Excerpts from a pointing dataset
_ _ _
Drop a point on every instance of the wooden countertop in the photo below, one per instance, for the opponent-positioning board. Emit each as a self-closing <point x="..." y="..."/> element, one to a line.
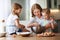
<point x="57" y="37"/>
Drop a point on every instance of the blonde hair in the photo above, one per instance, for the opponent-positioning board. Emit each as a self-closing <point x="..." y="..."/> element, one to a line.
<point x="16" y="6"/>
<point x="35" y="6"/>
<point x="46" y="10"/>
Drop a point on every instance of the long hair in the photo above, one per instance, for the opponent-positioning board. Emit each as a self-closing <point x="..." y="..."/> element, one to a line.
<point x="35" y="6"/>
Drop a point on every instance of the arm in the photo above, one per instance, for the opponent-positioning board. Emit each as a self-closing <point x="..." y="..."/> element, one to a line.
<point x="53" y="23"/>
<point x="33" y="24"/>
<point x="18" y="24"/>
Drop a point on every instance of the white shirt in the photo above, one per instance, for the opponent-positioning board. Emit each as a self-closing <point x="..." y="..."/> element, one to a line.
<point x="11" y="19"/>
<point x="41" y="21"/>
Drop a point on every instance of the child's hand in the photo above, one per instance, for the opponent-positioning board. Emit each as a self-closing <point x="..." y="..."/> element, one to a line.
<point x="22" y="26"/>
<point x="48" y="26"/>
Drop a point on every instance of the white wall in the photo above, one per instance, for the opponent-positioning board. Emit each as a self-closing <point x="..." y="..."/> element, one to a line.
<point x="4" y="12"/>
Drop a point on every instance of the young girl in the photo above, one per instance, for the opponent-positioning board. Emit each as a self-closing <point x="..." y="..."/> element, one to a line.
<point x="13" y="25"/>
<point x="47" y="19"/>
<point x="36" y="18"/>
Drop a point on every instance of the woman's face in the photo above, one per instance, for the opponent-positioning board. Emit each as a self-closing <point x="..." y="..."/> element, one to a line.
<point x="36" y="12"/>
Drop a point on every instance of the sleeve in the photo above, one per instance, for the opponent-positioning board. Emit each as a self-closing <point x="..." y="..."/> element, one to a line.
<point x="32" y="19"/>
<point x="15" y="17"/>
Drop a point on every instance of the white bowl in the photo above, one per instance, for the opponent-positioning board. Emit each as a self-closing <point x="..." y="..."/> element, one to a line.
<point x="24" y="34"/>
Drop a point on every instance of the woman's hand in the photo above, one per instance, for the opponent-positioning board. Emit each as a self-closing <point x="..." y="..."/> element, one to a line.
<point x="48" y="26"/>
<point x="33" y="24"/>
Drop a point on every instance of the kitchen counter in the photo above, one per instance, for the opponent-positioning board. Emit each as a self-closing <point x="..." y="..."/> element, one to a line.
<point x="57" y="37"/>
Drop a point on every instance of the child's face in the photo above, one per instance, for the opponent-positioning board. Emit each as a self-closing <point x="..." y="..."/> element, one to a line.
<point x="18" y="11"/>
<point x="45" y="15"/>
<point x="36" y="12"/>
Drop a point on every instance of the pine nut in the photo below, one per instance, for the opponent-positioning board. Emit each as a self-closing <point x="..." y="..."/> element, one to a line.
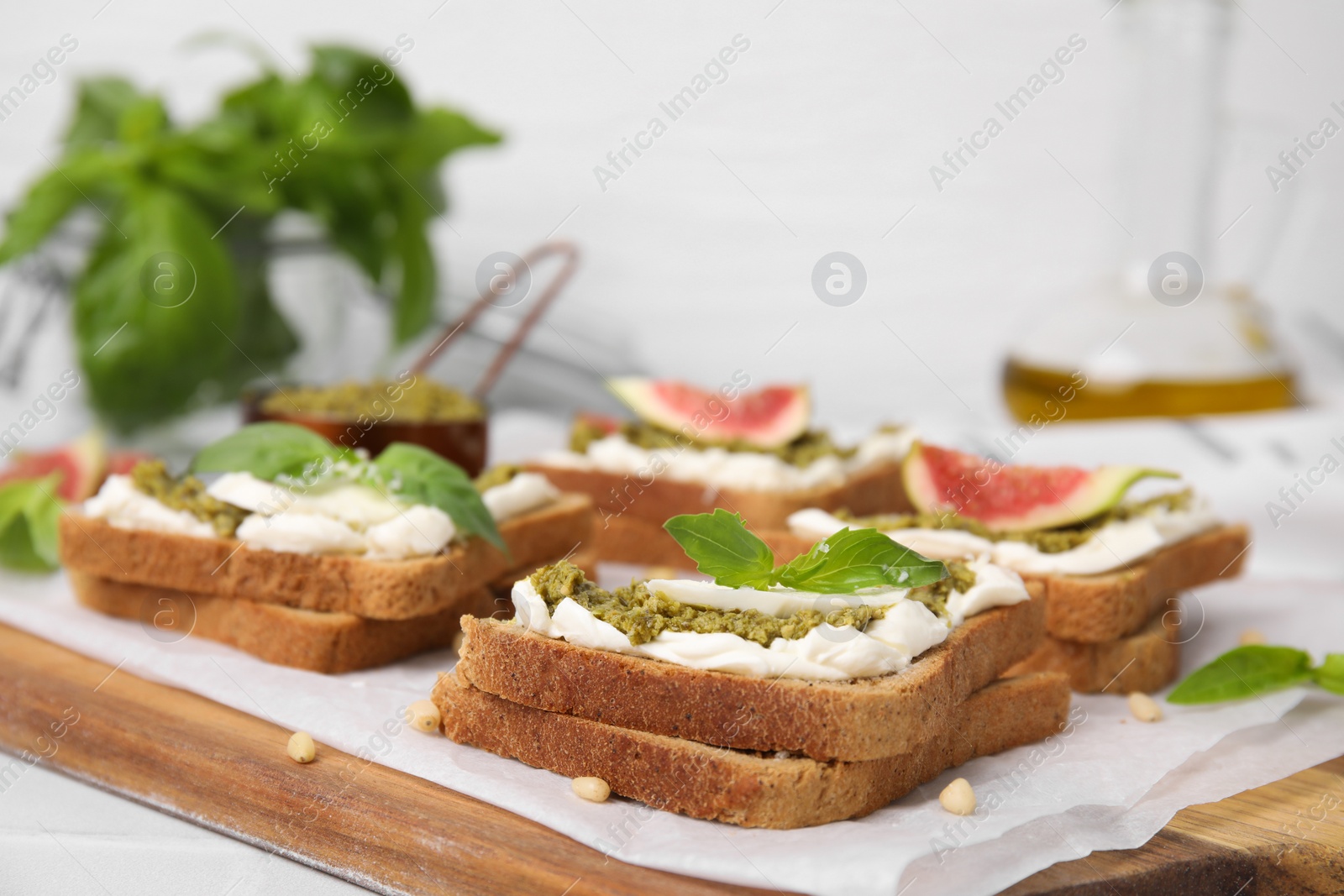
<point x="302" y="747"/>
<point x="591" y="789"/>
<point x="958" y="799"/>
<point x="423" y="715"/>
<point x="1144" y="707"/>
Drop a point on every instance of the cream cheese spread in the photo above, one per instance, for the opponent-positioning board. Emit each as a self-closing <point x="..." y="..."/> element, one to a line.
<point x="826" y="653"/>
<point x="125" y="506"/>
<point x="333" y="517"/>
<point x="1113" y="546"/>
<point x="719" y="468"/>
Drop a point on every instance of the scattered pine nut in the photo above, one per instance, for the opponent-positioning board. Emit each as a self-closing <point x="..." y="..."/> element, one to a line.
<point x="302" y="747"/>
<point x="423" y="715"/>
<point x="591" y="789"/>
<point x="1144" y="707"/>
<point x="958" y="799"/>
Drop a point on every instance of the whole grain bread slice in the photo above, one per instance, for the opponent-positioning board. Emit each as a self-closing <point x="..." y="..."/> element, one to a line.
<point x="328" y="642"/>
<point x="1148" y="660"/>
<point x="750" y="789"/>
<point x="851" y="720"/>
<point x="633" y="508"/>
<point x="331" y="584"/>
<point x="1097" y="609"/>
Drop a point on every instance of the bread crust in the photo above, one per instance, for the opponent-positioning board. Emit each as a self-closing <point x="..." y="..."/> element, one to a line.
<point x="327" y="642"/>
<point x="851" y="720"/>
<point x="745" y="788"/>
<point x="632" y="510"/>
<point x="1147" y="661"/>
<point x="1095" y="609"/>
<point x="329" y="584"/>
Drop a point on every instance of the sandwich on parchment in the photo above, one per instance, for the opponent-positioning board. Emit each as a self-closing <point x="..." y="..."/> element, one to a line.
<point x="311" y="555"/>
<point x="1109" y="567"/>
<point x="773" y="696"/>
<point x="692" y="450"/>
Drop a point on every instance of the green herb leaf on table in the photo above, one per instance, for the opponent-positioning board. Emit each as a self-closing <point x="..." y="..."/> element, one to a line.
<point x="421" y="476"/>
<point x="29" y="513"/>
<point x="853" y="559"/>
<point x="266" y="450"/>
<point x="1330" y="674"/>
<point x="722" y="547"/>
<point x="1245" y="672"/>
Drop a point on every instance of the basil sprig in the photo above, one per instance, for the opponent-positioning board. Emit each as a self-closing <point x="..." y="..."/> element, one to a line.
<point x="421" y="476"/>
<point x="851" y="559"/>
<point x="1256" y="669"/>
<point x="29" y="516"/>
<point x="270" y="450"/>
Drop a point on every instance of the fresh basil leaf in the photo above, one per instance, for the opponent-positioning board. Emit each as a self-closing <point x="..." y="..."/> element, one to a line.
<point x="722" y="547"/>
<point x="266" y="450"/>
<point x="414" y="307"/>
<point x="155" y="309"/>
<point x="1330" y="674"/>
<point x="100" y="107"/>
<point x="853" y="559"/>
<point x="421" y="476"/>
<point x="1243" y="672"/>
<point x="29" y="515"/>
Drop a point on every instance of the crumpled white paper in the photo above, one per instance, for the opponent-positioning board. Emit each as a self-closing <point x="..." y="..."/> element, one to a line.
<point x="1106" y="782"/>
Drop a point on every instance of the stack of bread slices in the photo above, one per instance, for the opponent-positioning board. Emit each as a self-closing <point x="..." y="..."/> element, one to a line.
<point x="327" y="613"/>
<point x="759" y="752"/>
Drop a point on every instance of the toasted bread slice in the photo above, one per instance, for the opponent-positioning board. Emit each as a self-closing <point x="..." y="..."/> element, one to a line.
<point x="1147" y="661"/>
<point x="750" y="789"/>
<point x="370" y="589"/>
<point x="632" y="512"/>
<point x="328" y="642"/>
<point x="853" y="720"/>
<point x="1112" y="605"/>
<point x="1102" y="607"/>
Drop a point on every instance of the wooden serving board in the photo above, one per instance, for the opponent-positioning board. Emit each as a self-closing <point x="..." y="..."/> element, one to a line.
<point x="394" y="833"/>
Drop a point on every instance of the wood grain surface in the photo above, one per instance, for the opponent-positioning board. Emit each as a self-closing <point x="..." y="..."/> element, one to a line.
<point x="394" y="833"/>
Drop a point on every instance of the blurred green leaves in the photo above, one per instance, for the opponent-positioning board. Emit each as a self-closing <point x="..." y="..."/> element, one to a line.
<point x="172" y="309"/>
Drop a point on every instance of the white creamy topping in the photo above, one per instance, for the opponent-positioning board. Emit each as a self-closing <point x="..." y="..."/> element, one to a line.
<point x="299" y="533"/>
<point x="524" y="492"/>
<point x="719" y="468"/>
<point x="418" y="531"/>
<point x="826" y="653"/>
<point x="125" y="506"/>
<point x="331" y="517"/>
<point x="1113" y="546"/>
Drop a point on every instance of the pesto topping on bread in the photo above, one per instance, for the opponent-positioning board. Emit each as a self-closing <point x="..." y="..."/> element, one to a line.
<point x="497" y="474"/>
<point x="186" y="493"/>
<point x="801" y="452"/>
<point x="643" y="614"/>
<point x="1057" y="540"/>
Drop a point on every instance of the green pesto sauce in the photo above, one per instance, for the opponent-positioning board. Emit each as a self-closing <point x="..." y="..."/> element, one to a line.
<point x="1046" y="540"/>
<point x="421" y="402"/>
<point x="186" y="493"/>
<point x="801" y="452"/>
<point x="642" y="614"/>
<point x="497" y="474"/>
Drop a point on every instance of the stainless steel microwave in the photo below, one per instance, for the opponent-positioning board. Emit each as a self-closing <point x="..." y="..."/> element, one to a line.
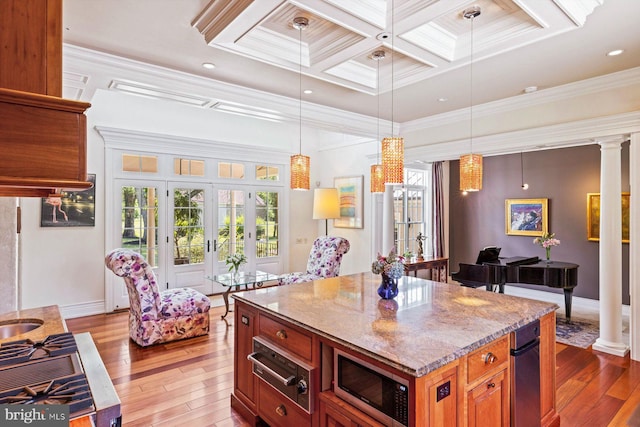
<point x="376" y="392"/>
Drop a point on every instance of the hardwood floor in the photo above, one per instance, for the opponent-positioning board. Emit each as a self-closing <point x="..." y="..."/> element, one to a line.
<point x="189" y="382"/>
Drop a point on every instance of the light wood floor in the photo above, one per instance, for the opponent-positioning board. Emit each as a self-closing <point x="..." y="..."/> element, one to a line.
<point x="189" y="382"/>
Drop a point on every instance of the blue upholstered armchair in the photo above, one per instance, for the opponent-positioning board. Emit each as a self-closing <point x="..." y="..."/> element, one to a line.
<point x="324" y="261"/>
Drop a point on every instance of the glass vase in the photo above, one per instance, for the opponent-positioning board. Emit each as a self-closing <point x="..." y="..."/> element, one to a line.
<point x="388" y="289"/>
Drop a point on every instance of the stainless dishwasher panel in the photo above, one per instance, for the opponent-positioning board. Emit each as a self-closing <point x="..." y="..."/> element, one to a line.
<point x="525" y="376"/>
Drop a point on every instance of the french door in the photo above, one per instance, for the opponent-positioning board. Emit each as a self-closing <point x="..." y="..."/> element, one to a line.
<point x="186" y="230"/>
<point x="191" y="246"/>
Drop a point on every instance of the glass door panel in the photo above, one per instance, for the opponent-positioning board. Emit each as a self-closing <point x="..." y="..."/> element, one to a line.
<point x="190" y="245"/>
<point x="267" y="222"/>
<point x="231" y="217"/>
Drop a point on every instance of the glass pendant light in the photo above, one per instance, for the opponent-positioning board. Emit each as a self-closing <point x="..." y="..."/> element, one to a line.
<point x="300" y="164"/>
<point x="471" y="164"/>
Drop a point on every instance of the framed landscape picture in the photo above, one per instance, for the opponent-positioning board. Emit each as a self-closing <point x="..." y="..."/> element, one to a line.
<point x="72" y="209"/>
<point x="593" y="217"/>
<point x="351" y="201"/>
<point x="526" y="217"/>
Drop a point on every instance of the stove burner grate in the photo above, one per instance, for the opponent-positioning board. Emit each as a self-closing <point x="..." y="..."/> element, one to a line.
<point x="72" y="390"/>
<point x="25" y="350"/>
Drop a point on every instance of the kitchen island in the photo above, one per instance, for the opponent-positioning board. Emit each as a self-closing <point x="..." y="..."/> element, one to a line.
<point x="449" y="343"/>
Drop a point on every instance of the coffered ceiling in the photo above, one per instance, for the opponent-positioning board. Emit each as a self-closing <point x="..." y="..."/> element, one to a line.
<point x="428" y="45"/>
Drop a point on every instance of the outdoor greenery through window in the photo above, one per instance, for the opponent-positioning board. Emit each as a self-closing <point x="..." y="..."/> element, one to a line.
<point x="231" y="213"/>
<point x="409" y="210"/>
<point x="188" y="230"/>
<point x="267" y="217"/>
<point x="140" y="222"/>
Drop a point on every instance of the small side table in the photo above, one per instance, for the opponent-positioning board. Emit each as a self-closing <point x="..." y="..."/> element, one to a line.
<point x="439" y="268"/>
<point x="231" y="281"/>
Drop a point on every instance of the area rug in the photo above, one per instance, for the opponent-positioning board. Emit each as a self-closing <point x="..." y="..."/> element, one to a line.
<point x="579" y="332"/>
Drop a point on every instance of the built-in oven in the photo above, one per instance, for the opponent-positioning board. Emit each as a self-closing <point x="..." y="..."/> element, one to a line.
<point x="283" y="371"/>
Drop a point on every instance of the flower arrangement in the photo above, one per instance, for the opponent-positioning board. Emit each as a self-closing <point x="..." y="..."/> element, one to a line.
<point x="547" y="241"/>
<point x="391" y="265"/>
<point x="235" y="261"/>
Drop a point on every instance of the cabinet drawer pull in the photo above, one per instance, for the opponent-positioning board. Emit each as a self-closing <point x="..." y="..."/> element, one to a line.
<point x="489" y="358"/>
<point x="281" y="410"/>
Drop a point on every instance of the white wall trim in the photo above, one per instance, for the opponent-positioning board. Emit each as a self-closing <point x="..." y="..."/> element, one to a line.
<point x="577" y="302"/>
<point x="572" y="90"/>
<point x="582" y="132"/>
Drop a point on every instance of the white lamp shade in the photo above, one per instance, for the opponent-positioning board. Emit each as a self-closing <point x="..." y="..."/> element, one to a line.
<point x="326" y="204"/>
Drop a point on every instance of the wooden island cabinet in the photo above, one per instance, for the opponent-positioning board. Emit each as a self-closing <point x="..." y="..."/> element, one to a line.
<point x="450" y="344"/>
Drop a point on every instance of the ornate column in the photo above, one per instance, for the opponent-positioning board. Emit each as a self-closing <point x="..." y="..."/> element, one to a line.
<point x="610" y="279"/>
<point x="388" y="240"/>
<point x="634" y="247"/>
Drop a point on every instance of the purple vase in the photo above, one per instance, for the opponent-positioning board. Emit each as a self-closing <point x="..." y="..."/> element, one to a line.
<point x="388" y="289"/>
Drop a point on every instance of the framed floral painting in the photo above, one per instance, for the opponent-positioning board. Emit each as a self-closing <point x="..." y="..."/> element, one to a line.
<point x="351" y="201"/>
<point x="526" y="217"/>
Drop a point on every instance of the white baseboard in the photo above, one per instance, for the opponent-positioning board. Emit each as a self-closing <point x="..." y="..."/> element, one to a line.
<point x="72" y="311"/>
<point x="577" y="303"/>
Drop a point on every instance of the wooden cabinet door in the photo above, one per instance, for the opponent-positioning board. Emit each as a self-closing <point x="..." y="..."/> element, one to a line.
<point x="245" y="329"/>
<point x="31" y="51"/>
<point x="335" y="412"/>
<point x="488" y="402"/>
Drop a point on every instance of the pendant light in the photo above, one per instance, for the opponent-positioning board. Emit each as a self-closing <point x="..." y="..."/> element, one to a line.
<point x="393" y="147"/>
<point x="377" y="173"/>
<point x="471" y="164"/>
<point x="300" y="164"/>
<point x="525" y="186"/>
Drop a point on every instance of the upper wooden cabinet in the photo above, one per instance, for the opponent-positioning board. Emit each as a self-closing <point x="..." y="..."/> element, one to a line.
<point x="42" y="136"/>
<point x="31" y="46"/>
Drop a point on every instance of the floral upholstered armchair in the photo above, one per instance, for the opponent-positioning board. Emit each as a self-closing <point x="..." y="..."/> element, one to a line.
<point x="324" y="261"/>
<point x="157" y="316"/>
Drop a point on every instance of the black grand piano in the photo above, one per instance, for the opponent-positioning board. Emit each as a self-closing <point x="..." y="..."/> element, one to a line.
<point x="490" y="270"/>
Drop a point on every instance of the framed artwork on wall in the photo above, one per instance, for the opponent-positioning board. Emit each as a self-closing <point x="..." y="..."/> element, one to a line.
<point x="593" y="217"/>
<point x="72" y="209"/>
<point x="526" y="217"/>
<point x="351" y="201"/>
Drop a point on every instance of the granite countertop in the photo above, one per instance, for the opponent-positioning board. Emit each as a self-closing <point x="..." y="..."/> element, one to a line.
<point x="428" y="324"/>
<point x="50" y="315"/>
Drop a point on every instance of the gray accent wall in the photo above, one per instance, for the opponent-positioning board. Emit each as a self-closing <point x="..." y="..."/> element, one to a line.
<point x="564" y="177"/>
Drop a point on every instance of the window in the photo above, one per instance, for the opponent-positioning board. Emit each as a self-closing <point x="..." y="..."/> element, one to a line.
<point x="410" y="205"/>
<point x="188" y="228"/>
<point x="140" y="221"/>
<point x="269" y="173"/>
<point x="267" y="215"/>
<point x="230" y="170"/>
<point x="188" y="167"/>
<point x="137" y="163"/>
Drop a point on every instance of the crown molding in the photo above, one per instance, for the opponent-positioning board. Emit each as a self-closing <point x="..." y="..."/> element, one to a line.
<point x="125" y="139"/>
<point x="583" y="132"/>
<point x="527" y="100"/>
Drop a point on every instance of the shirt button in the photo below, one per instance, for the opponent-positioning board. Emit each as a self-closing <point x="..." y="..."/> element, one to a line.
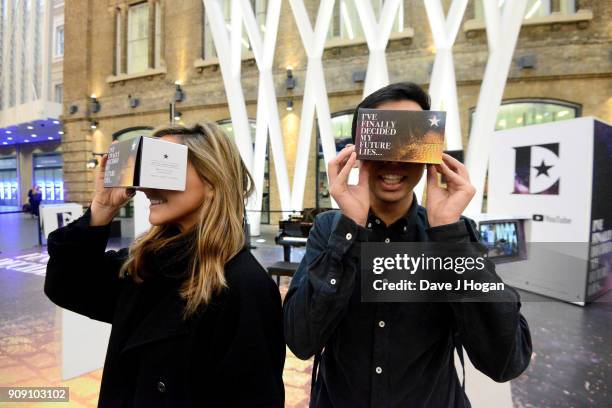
_ _ _
## Goal of the exercise
Count the lines in the records that contain the word "pesto", and give only that number. Case counts.

## Task answer
2